Input records -
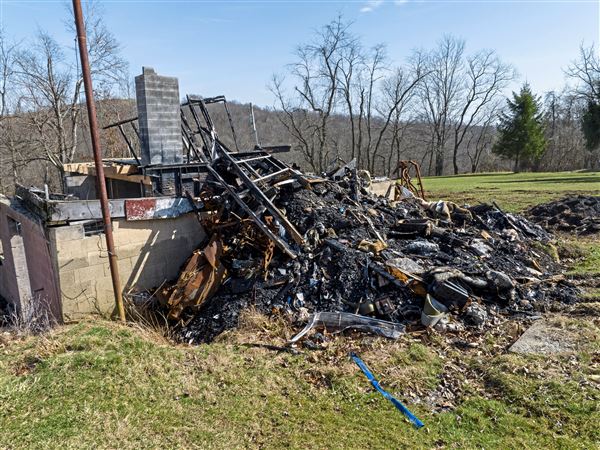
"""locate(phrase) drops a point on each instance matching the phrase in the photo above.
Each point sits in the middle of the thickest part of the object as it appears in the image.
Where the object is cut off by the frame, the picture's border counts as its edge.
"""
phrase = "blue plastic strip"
(403, 409)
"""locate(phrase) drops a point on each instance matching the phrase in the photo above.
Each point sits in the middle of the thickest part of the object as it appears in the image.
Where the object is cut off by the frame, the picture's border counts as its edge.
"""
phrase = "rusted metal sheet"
(199, 280)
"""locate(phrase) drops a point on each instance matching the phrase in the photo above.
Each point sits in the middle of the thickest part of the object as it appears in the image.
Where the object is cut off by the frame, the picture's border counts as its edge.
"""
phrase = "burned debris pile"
(579, 214)
(326, 252)
(304, 245)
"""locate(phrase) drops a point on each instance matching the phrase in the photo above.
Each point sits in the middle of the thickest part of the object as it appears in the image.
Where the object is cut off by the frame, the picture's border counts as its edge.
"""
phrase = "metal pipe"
(254, 125)
(91, 108)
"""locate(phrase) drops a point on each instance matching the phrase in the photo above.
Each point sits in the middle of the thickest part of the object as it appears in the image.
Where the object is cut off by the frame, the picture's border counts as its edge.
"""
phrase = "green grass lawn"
(512, 191)
(104, 385)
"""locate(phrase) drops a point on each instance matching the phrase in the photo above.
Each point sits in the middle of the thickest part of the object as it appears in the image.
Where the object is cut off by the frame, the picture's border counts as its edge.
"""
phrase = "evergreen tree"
(521, 130)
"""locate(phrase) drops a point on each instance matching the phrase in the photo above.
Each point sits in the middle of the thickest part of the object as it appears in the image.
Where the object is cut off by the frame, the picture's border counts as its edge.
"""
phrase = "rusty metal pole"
(91, 107)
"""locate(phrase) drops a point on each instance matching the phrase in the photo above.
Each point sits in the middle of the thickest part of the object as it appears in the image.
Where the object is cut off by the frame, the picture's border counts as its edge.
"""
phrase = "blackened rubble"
(579, 214)
(480, 262)
(292, 244)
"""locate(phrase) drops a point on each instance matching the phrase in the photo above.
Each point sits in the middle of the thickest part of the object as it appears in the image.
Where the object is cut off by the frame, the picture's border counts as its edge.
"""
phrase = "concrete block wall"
(159, 118)
(149, 253)
(27, 276)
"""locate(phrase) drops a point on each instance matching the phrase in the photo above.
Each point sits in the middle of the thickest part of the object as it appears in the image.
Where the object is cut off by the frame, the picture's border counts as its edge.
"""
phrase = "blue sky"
(233, 47)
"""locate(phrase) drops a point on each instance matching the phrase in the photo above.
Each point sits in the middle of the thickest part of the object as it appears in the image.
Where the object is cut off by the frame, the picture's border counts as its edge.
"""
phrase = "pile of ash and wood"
(361, 260)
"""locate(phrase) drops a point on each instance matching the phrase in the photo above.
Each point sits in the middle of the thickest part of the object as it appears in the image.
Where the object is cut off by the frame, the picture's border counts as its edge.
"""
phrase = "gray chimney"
(159, 118)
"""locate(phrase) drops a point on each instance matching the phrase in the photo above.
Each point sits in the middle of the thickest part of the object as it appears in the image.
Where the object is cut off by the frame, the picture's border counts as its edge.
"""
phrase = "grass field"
(103, 385)
(512, 191)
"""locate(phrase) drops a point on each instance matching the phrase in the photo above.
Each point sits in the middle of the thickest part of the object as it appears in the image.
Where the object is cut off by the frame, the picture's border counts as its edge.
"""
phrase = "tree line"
(338, 100)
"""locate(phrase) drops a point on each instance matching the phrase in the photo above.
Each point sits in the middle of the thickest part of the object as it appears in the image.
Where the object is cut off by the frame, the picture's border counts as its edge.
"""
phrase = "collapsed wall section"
(27, 277)
(149, 253)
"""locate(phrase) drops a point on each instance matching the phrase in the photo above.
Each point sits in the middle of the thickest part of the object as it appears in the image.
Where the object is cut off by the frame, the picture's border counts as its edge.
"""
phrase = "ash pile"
(577, 214)
(325, 251)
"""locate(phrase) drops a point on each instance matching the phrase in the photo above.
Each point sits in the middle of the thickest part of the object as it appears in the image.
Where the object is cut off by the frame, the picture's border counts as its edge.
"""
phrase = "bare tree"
(51, 87)
(317, 73)
(585, 71)
(338, 81)
(440, 93)
(481, 138)
(485, 77)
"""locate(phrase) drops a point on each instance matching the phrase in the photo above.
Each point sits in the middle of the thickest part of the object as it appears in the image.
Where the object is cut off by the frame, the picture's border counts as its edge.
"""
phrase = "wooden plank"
(156, 208)
(125, 172)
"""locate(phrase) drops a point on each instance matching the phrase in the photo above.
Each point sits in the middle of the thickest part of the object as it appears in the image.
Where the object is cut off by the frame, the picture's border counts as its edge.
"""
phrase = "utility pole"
(254, 125)
(101, 182)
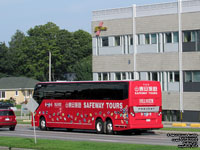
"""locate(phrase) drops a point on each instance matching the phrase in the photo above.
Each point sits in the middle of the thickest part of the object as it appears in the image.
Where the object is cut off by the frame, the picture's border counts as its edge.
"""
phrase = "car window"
(6, 113)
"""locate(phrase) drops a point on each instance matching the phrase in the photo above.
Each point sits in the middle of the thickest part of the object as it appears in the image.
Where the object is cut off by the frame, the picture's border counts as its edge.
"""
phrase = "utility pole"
(49, 66)
(134, 43)
(180, 47)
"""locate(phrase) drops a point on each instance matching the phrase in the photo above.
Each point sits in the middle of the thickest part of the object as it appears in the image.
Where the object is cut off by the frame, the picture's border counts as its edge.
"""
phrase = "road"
(145, 138)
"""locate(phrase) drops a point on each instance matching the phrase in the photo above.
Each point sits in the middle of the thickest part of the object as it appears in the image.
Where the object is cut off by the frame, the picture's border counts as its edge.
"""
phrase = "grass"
(182, 129)
(18, 106)
(43, 144)
(20, 121)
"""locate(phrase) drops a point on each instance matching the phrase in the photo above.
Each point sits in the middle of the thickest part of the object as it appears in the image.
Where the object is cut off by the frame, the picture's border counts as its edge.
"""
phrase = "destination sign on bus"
(143, 90)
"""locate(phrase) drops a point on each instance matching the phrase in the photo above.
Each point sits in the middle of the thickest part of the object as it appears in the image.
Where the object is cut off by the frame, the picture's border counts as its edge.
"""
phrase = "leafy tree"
(28, 55)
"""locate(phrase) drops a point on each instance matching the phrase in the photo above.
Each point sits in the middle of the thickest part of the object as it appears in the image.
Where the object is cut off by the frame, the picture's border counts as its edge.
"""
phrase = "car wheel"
(12, 128)
(99, 126)
(43, 124)
(109, 127)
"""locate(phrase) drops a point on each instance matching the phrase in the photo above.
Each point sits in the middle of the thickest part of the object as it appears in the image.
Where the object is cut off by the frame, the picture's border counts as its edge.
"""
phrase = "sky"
(71, 15)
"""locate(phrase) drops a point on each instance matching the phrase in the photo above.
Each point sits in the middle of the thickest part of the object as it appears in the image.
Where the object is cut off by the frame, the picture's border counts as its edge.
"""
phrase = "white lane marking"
(100, 140)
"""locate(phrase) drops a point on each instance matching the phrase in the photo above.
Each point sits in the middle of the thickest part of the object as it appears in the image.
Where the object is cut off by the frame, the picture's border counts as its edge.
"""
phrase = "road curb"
(176, 132)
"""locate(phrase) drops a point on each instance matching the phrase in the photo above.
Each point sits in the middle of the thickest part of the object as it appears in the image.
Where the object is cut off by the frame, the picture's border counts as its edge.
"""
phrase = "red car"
(7, 119)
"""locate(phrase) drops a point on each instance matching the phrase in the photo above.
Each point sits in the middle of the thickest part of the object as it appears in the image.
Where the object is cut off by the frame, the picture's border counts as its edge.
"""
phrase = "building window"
(176, 76)
(189, 36)
(117, 41)
(99, 76)
(131, 40)
(173, 76)
(123, 76)
(153, 39)
(117, 76)
(192, 76)
(175, 37)
(16, 93)
(188, 76)
(147, 39)
(2, 94)
(104, 41)
(168, 37)
(154, 76)
(105, 76)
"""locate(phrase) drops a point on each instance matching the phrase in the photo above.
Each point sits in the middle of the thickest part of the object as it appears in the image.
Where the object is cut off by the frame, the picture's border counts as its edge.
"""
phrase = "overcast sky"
(67, 14)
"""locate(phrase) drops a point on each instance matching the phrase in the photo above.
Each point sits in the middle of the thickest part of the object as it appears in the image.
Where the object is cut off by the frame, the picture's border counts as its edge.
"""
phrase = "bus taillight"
(131, 111)
(160, 111)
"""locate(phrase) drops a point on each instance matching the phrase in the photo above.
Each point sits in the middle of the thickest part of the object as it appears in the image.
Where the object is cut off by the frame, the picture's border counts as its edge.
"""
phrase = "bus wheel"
(109, 127)
(43, 124)
(99, 126)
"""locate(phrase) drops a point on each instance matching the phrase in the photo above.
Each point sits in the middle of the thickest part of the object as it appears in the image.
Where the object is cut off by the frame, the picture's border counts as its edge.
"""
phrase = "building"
(17, 88)
(154, 53)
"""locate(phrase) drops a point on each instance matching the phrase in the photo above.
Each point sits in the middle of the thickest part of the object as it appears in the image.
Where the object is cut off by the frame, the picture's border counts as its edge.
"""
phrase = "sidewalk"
(10, 148)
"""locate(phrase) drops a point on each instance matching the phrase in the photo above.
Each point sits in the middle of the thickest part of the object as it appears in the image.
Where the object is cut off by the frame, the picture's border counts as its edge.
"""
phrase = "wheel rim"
(99, 126)
(109, 127)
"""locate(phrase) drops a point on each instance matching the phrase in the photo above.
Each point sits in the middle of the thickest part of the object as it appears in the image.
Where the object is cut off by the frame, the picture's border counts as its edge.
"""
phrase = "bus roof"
(94, 81)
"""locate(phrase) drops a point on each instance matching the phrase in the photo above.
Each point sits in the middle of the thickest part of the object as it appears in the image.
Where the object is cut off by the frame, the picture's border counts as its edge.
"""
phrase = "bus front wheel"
(43, 124)
(109, 127)
(99, 126)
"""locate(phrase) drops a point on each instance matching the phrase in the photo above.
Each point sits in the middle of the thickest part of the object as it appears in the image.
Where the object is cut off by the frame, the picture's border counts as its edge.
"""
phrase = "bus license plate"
(148, 120)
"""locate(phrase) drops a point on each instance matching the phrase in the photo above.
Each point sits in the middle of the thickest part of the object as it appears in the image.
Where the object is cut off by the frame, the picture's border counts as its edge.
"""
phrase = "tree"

Given task -
Pull out every line above that contains the word "grass", and copy each one in full.

Written solution -
phrase = "green grass lawn"
phrase = "grass field"
phrase = "grass"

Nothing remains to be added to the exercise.